--- start Supplied material ---

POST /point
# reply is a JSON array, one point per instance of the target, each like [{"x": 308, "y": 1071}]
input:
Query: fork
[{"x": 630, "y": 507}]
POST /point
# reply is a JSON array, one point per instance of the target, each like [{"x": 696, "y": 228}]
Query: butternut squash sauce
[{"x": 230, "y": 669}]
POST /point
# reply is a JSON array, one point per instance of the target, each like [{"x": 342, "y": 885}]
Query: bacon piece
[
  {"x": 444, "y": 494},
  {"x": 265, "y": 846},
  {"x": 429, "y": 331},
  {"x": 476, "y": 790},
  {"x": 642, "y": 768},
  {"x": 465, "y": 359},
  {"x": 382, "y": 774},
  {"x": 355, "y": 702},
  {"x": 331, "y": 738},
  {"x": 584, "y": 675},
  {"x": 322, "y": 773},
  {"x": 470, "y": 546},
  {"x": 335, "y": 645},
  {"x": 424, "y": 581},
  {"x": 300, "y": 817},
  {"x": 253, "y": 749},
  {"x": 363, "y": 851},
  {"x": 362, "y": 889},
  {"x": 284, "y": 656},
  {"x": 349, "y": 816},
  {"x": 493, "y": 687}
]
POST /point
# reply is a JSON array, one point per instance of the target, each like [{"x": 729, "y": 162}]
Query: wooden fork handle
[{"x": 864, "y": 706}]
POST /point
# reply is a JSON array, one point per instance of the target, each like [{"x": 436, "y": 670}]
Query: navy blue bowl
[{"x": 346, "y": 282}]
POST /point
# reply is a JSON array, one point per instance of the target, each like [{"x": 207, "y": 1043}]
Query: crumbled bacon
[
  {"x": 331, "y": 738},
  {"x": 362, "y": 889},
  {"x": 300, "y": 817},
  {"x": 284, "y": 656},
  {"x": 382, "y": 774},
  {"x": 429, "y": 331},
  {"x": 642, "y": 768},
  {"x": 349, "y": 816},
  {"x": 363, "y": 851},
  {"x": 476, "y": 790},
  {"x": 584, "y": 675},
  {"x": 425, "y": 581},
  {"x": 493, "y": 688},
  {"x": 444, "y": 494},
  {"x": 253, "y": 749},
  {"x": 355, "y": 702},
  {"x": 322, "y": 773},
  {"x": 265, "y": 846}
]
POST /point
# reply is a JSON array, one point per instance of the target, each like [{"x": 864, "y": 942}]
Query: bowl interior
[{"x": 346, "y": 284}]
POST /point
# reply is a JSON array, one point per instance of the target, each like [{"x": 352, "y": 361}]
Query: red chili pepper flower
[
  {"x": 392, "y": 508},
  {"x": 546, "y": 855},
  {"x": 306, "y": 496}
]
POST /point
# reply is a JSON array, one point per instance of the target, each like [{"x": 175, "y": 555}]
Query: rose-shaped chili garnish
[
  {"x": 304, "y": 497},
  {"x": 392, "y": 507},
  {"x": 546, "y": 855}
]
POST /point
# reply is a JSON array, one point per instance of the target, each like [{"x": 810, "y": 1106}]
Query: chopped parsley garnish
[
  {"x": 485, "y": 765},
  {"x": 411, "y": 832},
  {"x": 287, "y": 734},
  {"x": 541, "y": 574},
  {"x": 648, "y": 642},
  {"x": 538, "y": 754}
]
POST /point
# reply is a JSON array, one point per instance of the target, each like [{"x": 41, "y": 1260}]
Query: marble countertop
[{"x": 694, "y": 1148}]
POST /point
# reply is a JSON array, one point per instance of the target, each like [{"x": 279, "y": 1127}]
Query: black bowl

--- end Supplied material ---

- _Given task_:
Which lines of the listing above contain the string "fork"? Extract each of those lines, treating case as significant.

- _Final answer_:
Query: fork
Query: wooden fork handle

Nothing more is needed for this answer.